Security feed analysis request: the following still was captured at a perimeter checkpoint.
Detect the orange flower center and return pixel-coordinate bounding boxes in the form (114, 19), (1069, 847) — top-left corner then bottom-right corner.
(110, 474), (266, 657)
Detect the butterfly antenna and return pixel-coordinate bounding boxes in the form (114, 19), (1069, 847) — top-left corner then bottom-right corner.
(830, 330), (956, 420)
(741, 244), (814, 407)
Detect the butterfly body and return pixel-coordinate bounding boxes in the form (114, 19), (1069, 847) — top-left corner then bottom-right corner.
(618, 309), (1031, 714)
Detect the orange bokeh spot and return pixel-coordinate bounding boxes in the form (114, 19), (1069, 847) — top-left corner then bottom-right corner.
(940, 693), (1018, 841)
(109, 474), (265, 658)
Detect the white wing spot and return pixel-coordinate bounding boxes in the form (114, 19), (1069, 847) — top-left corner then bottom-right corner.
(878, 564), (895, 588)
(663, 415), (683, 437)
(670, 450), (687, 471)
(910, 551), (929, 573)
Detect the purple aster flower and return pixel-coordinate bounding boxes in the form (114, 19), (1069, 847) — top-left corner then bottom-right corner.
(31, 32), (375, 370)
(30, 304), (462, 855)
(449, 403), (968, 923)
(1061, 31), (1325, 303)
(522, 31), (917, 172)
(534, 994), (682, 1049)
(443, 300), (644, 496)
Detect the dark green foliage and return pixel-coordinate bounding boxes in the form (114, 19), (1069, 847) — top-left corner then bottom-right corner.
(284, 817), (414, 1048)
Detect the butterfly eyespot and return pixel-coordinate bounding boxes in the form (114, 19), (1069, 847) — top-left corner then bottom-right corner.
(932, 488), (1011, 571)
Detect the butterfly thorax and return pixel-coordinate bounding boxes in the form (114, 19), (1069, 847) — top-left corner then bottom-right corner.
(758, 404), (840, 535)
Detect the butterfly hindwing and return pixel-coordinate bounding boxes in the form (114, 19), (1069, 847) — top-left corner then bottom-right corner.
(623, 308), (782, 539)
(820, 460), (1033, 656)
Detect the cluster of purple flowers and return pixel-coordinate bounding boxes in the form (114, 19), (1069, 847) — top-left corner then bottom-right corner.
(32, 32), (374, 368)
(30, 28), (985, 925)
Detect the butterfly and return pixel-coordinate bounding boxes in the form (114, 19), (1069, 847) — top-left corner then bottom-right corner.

# # # # #

The problem: Copy every entry exactly.

Expected answer:
Security feed analysis request: the following still was captured at a perimeter checkpoint.
Detect the orange flower center and return pixel-coordinate bounding boxes in the form (114, 19), (1069, 847) — top-left corner then bottom-right corner.
(110, 474), (266, 657)
Detect the butterfly antenna and return pixel-coordinate bounding boxes in the form (114, 19), (1069, 847) — top-left corner then bottom-right corner.
(830, 330), (956, 420)
(741, 244), (814, 407)
Detect the butterfly body and return pixel-coordinate bounding boxes in the form (114, 19), (1069, 847) — top-left corner then bottom-right corner.
(618, 309), (1031, 714)
Detect the orange bokeh spot and return pixel-coordinate bounding boxes in the form (114, 19), (1069, 847) — top-left corner then bottom-right corner.
(940, 693), (1018, 841)
(109, 474), (265, 658)
Detect the white wing spot and return pixel-coordinate bounding boxes in the form (114, 19), (1069, 847) — top-left corner then bottom-right corner.
(878, 564), (895, 588)
(663, 415), (683, 437)
(670, 450), (687, 471)
(910, 551), (929, 573)
Detect the purple aster flower and return pixel-coordinate bounding boxes in the form (114, 19), (1069, 847) — top-left corner then bottom-right corner.
(31, 32), (375, 370)
(30, 304), (462, 855)
(449, 403), (968, 923)
(1061, 31), (1325, 303)
(522, 31), (917, 172)
(534, 994), (682, 1049)
(443, 300), (644, 496)
Detect the dark green foliage and return pixel-coordinate bounding boxes in the form (114, 19), (1069, 847) — top-left corner then bottom-right corner.
(284, 817), (414, 1048)
Detect the butterfly eyespot and return pixel-coordinate bounding boxes in the form (114, 19), (1069, 847) — top-left corner then bottom-right corner.
(932, 488), (1011, 571)
Detect the butterfly thorax and return pixel-coordinate bounding boxes in the form (114, 19), (1069, 847) — top-left corner then bottom-right corner.
(758, 404), (840, 535)
Detect the butterfly hindwing and return pixel-coordinate bounding boxes in the form (114, 19), (1069, 847) — top-left corner then bottom-right corner.
(623, 308), (782, 539)
(820, 460), (1033, 656)
Detect the cluster of purple flowers and return pixel-coordinate bounding boxes in the form (114, 19), (1069, 847) — top-left corner then bottom-right corner.
(32, 32), (374, 368)
(30, 28), (985, 925)
Detect the butterfly and return pixel-coordinate bounding boxes in the form (114, 19), (1069, 847) — top-left corner then bottom-right corner.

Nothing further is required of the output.